• Data for this exercise:

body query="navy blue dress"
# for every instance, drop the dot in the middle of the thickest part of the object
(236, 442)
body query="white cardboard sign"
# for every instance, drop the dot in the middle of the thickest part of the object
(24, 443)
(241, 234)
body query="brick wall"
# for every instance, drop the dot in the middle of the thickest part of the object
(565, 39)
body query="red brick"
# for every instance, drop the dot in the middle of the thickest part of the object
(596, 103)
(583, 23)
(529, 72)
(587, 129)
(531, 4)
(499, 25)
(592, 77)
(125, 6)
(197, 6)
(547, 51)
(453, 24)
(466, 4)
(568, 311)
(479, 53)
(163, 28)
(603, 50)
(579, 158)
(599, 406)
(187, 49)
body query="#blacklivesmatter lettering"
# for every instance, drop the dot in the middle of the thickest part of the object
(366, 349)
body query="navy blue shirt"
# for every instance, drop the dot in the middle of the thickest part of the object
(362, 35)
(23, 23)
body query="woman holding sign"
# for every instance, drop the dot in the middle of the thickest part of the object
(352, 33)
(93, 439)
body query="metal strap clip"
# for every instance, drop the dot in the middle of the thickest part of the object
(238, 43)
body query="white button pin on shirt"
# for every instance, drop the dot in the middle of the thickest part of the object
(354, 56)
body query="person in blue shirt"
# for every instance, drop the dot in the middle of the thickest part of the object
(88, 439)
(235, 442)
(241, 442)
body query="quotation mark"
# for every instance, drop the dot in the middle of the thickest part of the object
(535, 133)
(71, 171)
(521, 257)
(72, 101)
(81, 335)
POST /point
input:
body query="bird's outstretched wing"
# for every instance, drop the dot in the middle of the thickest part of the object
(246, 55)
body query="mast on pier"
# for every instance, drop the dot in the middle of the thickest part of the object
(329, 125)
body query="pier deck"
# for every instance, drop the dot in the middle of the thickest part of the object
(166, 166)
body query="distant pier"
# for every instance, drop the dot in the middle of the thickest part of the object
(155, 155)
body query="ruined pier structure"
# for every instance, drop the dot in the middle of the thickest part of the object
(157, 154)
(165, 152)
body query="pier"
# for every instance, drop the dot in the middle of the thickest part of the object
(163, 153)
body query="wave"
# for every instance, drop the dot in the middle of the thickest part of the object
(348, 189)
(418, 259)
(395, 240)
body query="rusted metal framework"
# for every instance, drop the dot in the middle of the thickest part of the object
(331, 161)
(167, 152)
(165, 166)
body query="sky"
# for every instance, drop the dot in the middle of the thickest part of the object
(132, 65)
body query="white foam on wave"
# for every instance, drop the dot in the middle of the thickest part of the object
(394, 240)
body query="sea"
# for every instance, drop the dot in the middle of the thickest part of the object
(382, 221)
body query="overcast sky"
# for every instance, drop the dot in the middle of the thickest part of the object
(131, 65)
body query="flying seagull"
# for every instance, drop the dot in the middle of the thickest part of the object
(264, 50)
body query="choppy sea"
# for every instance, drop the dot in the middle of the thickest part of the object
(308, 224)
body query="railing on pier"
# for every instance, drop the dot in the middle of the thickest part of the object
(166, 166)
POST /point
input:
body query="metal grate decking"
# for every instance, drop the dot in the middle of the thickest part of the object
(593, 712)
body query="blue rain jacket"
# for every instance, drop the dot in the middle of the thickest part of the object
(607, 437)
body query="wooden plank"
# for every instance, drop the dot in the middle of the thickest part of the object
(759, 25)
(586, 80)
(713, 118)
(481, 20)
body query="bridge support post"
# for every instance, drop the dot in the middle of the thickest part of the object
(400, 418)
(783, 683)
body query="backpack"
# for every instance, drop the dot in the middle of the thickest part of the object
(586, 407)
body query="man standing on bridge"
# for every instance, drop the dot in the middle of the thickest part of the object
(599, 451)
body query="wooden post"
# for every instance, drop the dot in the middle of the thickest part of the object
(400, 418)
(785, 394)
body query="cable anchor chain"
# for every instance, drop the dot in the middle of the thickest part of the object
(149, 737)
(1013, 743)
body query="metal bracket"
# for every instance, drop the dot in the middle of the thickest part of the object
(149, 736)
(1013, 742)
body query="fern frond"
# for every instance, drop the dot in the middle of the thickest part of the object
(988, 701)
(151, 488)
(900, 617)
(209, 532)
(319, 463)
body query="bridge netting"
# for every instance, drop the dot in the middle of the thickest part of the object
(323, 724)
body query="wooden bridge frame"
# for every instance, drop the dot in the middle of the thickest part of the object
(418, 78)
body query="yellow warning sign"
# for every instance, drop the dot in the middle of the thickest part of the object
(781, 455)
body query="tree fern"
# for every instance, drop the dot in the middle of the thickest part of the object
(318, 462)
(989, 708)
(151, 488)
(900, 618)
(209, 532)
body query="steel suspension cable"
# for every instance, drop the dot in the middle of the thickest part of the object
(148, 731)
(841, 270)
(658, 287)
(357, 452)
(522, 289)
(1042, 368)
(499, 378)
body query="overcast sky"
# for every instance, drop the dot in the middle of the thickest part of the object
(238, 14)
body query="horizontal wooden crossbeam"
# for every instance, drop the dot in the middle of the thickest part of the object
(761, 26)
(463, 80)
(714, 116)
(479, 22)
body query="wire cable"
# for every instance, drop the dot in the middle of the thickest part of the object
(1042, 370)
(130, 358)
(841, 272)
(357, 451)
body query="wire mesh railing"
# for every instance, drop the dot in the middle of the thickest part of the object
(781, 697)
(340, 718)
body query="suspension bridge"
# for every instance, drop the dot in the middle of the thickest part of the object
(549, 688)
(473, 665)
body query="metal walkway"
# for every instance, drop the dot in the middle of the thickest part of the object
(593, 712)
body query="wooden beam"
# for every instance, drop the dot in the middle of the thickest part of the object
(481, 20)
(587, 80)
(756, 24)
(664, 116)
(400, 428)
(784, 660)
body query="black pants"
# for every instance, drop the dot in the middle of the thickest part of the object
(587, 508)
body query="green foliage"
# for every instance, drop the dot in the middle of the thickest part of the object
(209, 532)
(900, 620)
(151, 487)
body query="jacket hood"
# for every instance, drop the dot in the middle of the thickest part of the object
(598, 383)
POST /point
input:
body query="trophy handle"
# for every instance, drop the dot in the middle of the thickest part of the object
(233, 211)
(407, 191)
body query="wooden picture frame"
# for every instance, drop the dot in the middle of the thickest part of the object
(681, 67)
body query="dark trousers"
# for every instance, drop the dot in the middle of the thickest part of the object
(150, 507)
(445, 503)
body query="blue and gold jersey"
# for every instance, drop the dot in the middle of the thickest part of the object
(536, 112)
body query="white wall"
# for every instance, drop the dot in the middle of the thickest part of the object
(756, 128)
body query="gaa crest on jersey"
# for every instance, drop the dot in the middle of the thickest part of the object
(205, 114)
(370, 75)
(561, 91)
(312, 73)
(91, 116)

• Task requirements:
Report each line of the data in which "navy" occurs.

• Exercise response:
body query="navy blue dress"
body query="navy blue shirt"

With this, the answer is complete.